SUPPLIED RECORDS -
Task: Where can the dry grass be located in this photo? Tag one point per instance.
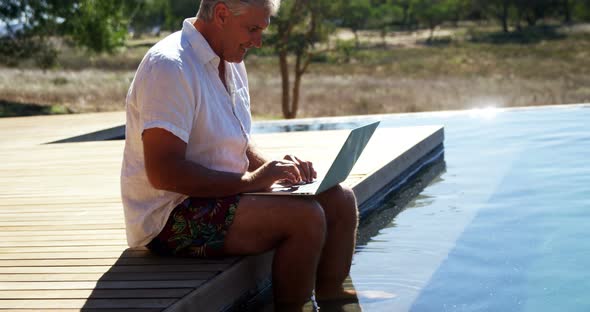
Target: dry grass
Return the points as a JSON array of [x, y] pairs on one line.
[[451, 74]]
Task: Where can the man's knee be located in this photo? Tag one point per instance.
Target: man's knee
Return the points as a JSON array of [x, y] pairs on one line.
[[340, 202], [307, 219]]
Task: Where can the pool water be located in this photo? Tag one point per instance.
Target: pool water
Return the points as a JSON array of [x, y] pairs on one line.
[[504, 227]]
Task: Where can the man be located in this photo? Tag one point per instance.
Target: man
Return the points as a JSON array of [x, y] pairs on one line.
[[188, 157]]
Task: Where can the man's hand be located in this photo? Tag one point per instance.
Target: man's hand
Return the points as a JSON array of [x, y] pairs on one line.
[[272, 172], [305, 168]]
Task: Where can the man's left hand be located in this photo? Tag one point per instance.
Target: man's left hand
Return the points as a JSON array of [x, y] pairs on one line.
[[308, 173]]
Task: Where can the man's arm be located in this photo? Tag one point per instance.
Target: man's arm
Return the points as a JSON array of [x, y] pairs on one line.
[[255, 157], [168, 169]]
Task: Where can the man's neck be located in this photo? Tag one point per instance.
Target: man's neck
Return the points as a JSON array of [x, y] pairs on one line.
[[207, 31]]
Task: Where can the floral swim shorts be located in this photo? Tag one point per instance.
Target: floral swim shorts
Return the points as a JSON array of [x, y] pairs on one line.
[[196, 228]]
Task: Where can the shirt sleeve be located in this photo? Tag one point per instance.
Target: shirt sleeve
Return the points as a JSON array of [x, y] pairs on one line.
[[165, 99]]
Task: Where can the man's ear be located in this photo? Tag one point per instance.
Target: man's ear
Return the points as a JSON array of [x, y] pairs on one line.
[[220, 14]]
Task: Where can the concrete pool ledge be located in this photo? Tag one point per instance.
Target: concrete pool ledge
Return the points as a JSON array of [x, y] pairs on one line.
[[62, 237]]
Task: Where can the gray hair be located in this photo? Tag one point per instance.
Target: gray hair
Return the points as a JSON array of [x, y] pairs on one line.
[[236, 7]]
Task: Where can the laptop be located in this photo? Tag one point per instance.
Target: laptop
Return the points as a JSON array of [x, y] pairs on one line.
[[339, 169]]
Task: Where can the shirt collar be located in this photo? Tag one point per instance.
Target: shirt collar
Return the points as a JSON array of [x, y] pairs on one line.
[[201, 47]]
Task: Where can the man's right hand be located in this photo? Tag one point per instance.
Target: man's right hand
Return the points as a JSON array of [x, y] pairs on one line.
[[271, 172]]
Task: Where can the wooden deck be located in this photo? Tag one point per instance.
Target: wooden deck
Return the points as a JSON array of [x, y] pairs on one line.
[[62, 235]]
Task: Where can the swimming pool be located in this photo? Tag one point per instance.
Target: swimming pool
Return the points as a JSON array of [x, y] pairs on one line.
[[503, 228]]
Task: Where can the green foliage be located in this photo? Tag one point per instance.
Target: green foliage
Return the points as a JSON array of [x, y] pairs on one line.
[[581, 10], [99, 25]]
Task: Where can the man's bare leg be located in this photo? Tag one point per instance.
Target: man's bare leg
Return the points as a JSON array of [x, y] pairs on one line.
[[296, 227], [340, 208]]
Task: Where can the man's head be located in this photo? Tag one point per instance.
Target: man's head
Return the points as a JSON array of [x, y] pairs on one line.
[[237, 24]]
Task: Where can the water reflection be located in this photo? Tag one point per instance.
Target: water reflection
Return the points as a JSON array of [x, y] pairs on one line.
[[397, 201]]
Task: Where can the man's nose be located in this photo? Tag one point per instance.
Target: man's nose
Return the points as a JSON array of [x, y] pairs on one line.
[[257, 40]]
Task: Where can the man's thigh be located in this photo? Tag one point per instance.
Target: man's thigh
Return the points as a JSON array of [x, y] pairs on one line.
[[262, 222]]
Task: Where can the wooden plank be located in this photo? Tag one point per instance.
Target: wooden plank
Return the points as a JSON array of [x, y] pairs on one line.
[[59, 228], [83, 232], [90, 303], [112, 261], [108, 276], [153, 268], [74, 255], [25, 250], [94, 293], [100, 285], [119, 242]]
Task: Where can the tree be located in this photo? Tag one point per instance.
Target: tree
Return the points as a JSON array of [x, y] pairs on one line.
[[383, 16], [356, 14], [98, 25], [432, 13], [298, 27], [499, 9]]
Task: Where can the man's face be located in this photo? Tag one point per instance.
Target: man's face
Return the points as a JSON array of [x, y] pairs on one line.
[[243, 32]]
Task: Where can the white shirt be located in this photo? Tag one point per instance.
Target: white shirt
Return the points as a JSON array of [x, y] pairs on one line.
[[177, 88]]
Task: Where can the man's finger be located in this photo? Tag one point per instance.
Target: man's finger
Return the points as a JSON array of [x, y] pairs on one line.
[[307, 167]]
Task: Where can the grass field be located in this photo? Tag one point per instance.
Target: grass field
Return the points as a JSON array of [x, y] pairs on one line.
[[465, 67]]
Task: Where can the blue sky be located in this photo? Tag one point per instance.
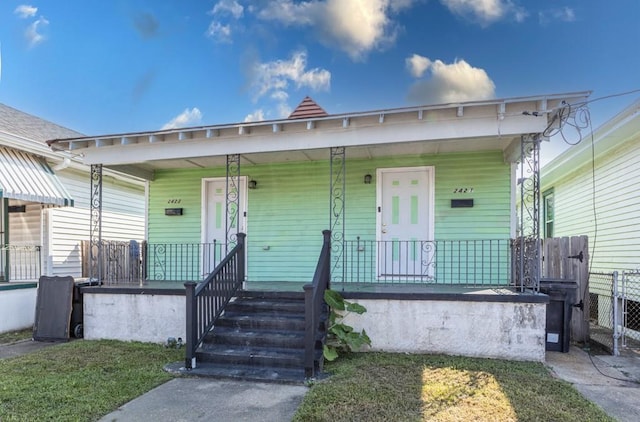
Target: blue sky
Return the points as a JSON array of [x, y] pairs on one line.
[[135, 65]]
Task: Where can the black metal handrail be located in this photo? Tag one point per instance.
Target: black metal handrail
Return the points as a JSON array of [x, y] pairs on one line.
[[206, 300], [20, 262], [314, 308]]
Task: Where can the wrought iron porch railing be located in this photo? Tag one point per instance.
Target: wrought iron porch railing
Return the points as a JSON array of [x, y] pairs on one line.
[[206, 300], [315, 307], [441, 262], [183, 261], [20, 263]]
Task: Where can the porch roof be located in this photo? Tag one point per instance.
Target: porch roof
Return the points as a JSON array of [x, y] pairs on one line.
[[25, 177], [430, 129]]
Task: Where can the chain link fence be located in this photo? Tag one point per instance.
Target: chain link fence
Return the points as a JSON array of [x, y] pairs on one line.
[[602, 310], [614, 311]]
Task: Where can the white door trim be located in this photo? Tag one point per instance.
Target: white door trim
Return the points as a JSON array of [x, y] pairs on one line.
[[242, 212], [430, 196]]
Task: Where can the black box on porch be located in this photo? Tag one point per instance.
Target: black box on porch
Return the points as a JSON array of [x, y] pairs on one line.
[[558, 322]]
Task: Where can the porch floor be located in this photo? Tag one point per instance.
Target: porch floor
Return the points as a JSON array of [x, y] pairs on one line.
[[385, 288]]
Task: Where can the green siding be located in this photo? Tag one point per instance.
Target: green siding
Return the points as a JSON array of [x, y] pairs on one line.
[[290, 207]]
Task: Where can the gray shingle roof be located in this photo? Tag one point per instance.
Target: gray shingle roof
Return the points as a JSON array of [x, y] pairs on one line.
[[18, 123]]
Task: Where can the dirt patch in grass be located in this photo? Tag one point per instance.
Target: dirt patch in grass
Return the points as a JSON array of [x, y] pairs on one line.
[[13, 336], [400, 387]]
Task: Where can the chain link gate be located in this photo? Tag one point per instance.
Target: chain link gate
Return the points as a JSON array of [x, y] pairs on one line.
[[614, 313], [629, 299]]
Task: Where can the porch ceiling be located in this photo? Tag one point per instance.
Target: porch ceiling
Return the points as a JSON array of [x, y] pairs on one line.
[[319, 154], [433, 129]]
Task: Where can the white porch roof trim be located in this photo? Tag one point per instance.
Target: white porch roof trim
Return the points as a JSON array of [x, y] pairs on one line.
[[476, 123], [26, 177]]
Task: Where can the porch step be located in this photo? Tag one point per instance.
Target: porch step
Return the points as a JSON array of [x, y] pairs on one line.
[[279, 375], [256, 337], [266, 305], [260, 337], [253, 356]]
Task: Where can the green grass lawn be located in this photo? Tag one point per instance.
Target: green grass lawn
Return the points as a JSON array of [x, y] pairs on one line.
[[400, 387], [85, 380], [80, 380]]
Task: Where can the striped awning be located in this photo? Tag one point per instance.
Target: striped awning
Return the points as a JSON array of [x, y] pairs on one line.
[[28, 178]]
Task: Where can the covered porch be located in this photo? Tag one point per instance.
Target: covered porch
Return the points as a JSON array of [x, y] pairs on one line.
[[417, 206]]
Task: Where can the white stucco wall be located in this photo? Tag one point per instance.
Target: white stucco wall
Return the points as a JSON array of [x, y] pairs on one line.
[[17, 309], [505, 330], [134, 317]]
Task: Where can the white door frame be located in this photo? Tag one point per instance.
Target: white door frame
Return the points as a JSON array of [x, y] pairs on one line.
[[430, 170], [242, 212]]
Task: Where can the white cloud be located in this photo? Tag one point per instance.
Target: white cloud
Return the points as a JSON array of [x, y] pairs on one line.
[[355, 26], [186, 118], [219, 32], [564, 14], [26, 11], [485, 12], [256, 116], [417, 65], [228, 7], [277, 76], [32, 34], [454, 82]]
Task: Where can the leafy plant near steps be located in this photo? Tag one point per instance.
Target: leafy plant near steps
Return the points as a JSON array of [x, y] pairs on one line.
[[340, 336]]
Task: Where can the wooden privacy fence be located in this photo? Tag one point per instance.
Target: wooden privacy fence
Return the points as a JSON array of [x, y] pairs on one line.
[[567, 259], [121, 262]]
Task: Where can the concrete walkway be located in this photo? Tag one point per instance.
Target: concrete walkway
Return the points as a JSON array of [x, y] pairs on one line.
[[201, 399], [611, 382]]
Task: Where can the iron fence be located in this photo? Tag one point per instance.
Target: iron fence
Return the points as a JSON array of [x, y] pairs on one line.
[[441, 262], [20, 263]]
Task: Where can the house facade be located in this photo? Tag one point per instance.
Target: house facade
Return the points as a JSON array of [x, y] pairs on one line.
[[45, 211], [590, 189], [418, 196]]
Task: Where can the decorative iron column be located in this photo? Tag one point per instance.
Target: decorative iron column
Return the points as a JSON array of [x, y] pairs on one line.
[[95, 229], [232, 226], [528, 248], [337, 212]]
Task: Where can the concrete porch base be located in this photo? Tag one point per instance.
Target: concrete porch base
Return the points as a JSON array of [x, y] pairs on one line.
[[489, 322]]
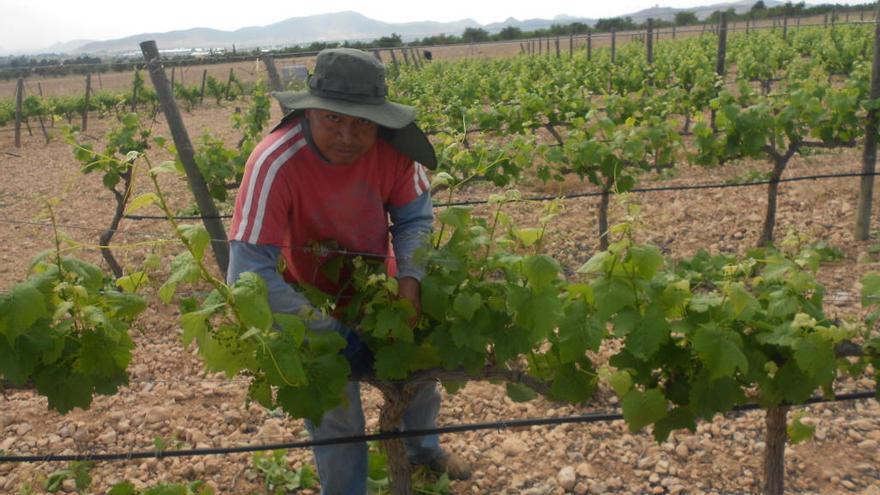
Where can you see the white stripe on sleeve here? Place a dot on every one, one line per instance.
(255, 175)
(267, 186)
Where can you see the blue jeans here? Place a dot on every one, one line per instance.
(343, 468)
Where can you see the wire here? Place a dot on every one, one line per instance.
(462, 428)
(583, 194)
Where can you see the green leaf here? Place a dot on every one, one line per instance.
(720, 351)
(742, 304)
(643, 408)
(293, 325)
(328, 376)
(649, 334)
(573, 382)
(519, 392)
(434, 299)
(281, 361)
(870, 289)
(183, 269)
(708, 397)
(646, 259)
(578, 332)
(124, 306)
(250, 299)
(466, 304)
(197, 237)
(123, 488)
(621, 382)
(391, 322)
(529, 236)
(597, 263)
(455, 216)
(798, 431)
(195, 324)
(65, 390)
(701, 303)
(677, 419)
(612, 295)
(140, 202)
(133, 281)
(815, 355)
(19, 309)
(540, 271)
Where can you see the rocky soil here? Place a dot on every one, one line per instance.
(171, 399)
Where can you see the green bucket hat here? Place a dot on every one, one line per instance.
(352, 82)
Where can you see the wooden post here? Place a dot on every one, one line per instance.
(202, 90)
(274, 78)
(722, 45)
(208, 210)
(86, 101)
(393, 59)
(19, 99)
(774, 453)
(228, 83)
(721, 58)
(869, 153)
(613, 46)
(589, 45)
(415, 55)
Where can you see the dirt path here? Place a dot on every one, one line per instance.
(170, 397)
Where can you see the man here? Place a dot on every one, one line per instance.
(324, 182)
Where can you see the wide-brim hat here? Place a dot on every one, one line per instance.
(352, 82)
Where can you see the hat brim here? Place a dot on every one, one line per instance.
(405, 135)
(387, 114)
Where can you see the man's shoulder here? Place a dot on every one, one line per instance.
(285, 140)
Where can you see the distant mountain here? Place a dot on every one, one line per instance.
(668, 13)
(351, 26)
(295, 30)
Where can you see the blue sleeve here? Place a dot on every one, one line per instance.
(263, 260)
(411, 226)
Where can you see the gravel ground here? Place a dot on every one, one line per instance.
(171, 398)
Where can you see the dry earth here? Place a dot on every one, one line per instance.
(170, 397)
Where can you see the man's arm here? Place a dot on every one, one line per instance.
(263, 260)
(411, 230)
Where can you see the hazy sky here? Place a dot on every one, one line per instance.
(35, 24)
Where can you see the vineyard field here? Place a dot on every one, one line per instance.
(171, 398)
(663, 332)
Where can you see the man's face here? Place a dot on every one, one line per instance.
(341, 138)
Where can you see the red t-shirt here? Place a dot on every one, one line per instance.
(292, 198)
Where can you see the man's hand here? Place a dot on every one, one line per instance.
(409, 289)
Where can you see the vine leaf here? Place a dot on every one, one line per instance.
(643, 408)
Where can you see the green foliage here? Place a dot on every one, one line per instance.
(65, 329)
(278, 477)
(80, 472)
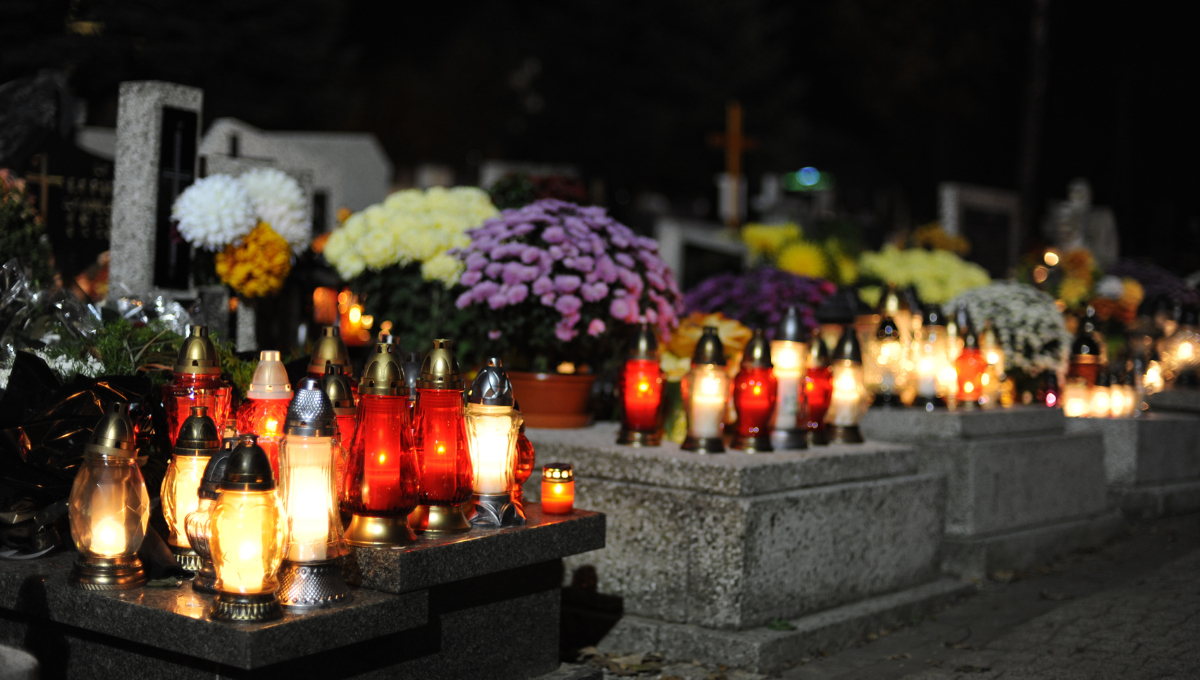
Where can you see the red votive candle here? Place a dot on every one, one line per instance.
(557, 488)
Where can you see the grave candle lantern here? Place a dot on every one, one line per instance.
(817, 391)
(558, 488)
(196, 383)
(641, 391)
(199, 523)
(705, 390)
(886, 374)
(311, 576)
(247, 537)
(971, 365)
(198, 440)
(382, 475)
(329, 349)
(787, 353)
(441, 438)
(755, 390)
(492, 429)
(849, 399)
(267, 405)
(109, 507)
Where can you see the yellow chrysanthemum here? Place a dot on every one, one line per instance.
(804, 259)
(258, 265)
(768, 239)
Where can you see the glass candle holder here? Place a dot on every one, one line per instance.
(755, 391)
(198, 440)
(247, 537)
(109, 507)
(705, 391)
(196, 383)
(492, 431)
(641, 392)
(558, 488)
(311, 577)
(442, 450)
(382, 476)
(787, 353)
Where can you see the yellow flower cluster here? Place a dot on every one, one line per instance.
(937, 275)
(257, 266)
(411, 227)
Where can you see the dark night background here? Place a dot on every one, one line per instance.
(892, 97)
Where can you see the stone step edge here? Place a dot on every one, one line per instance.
(763, 650)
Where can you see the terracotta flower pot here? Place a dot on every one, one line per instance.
(552, 399)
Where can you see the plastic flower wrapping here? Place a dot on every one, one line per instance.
(937, 275)
(760, 299)
(258, 265)
(411, 227)
(1027, 322)
(558, 280)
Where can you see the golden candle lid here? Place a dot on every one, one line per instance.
(198, 355)
(819, 353)
(757, 351)
(439, 371)
(114, 434)
(383, 377)
(329, 348)
(339, 390)
(643, 344)
(198, 434)
(849, 349)
(709, 348)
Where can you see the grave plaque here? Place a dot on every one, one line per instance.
(73, 192)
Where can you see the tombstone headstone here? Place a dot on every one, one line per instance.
(157, 133)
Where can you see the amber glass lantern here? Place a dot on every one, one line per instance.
(755, 391)
(849, 401)
(885, 369)
(641, 391)
(247, 535)
(787, 353)
(382, 477)
(442, 451)
(705, 391)
(817, 391)
(267, 405)
(557, 488)
(971, 365)
(198, 440)
(311, 576)
(109, 507)
(493, 426)
(329, 349)
(196, 383)
(199, 522)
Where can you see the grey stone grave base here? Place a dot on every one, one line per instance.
(1020, 488)
(1152, 463)
(703, 552)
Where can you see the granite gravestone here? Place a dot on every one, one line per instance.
(157, 133)
(73, 192)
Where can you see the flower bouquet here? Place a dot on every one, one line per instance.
(555, 282)
(1029, 324)
(397, 258)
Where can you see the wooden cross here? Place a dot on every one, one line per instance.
(45, 180)
(735, 144)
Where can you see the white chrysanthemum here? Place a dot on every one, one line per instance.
(280, 202)
(214, 212)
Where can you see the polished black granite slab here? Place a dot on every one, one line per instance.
(436, 560)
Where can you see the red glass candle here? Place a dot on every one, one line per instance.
(971, 366)
(196, 383)
(557, 488)
(444, 459)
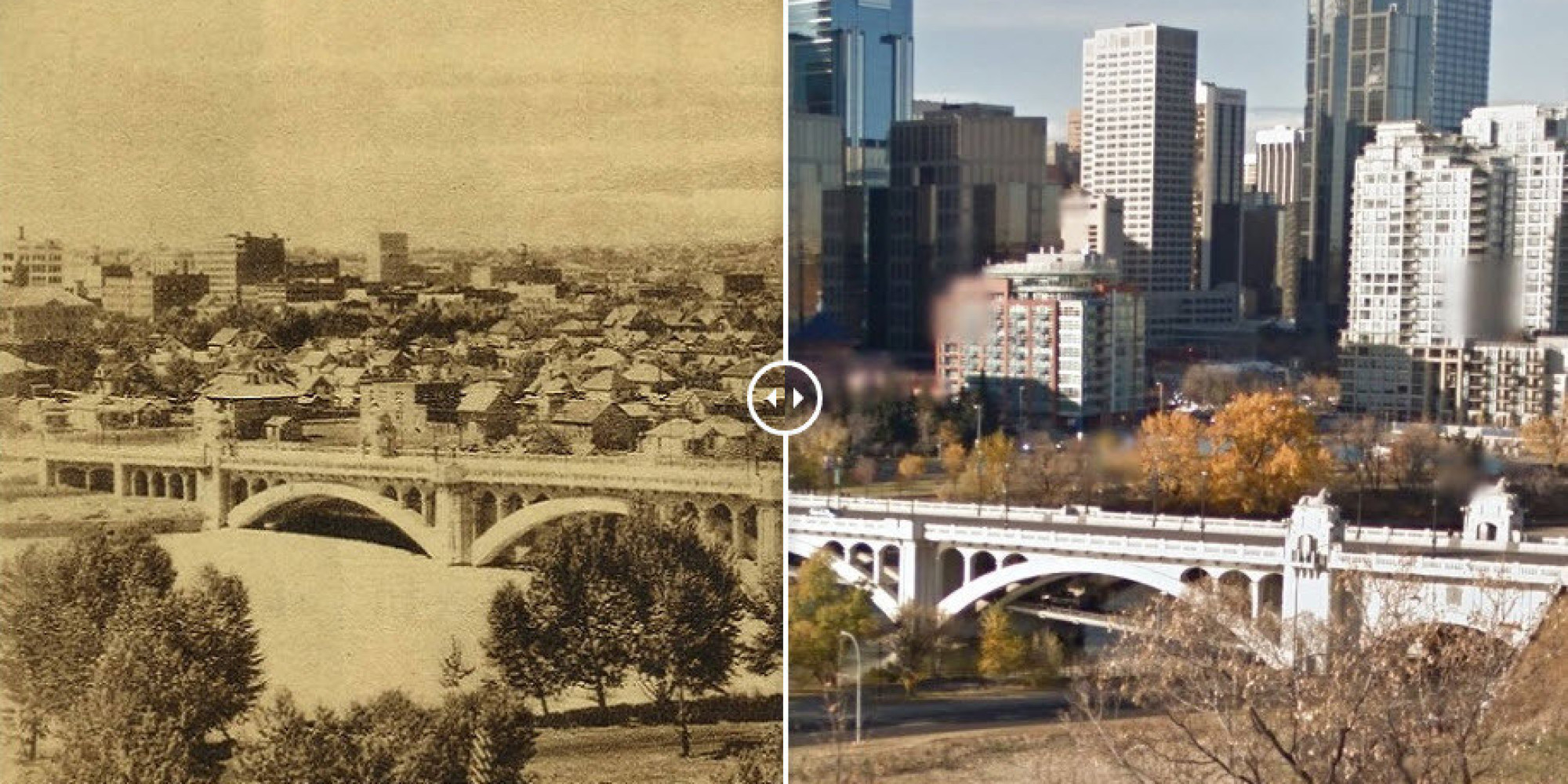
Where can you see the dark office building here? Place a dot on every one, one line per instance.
(1373, 62)
(260, 260)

TASK OBJECTIVE - Starting with the line containing "Task: Where can the concrete pool" and going on through the line containing "[[339, 169]]", replace "laptop" with "tablet" and give those lines of the listing again with nothing else changed.

TASK RESPONSE -
Task: Where can the concrete pool ledge be located in this photo? Tag one point per instance.
Target: concrete pool ledge
Return the points as a JSON array of [x, y] pairs on one line.
[[62, 237]]
Task: Where can the gray hair be located in this photo? Tag one point per instance.
Target: gray hair
Return the points as a JSON array of [x, y] pairs on one line.
[[236, 7]]
Task: Where can the tablet be located in this photo? Tag one point per instance.
Target: tablet
Return the points as a JSON array of [x, y] pairs on one line.
[[339, 169]]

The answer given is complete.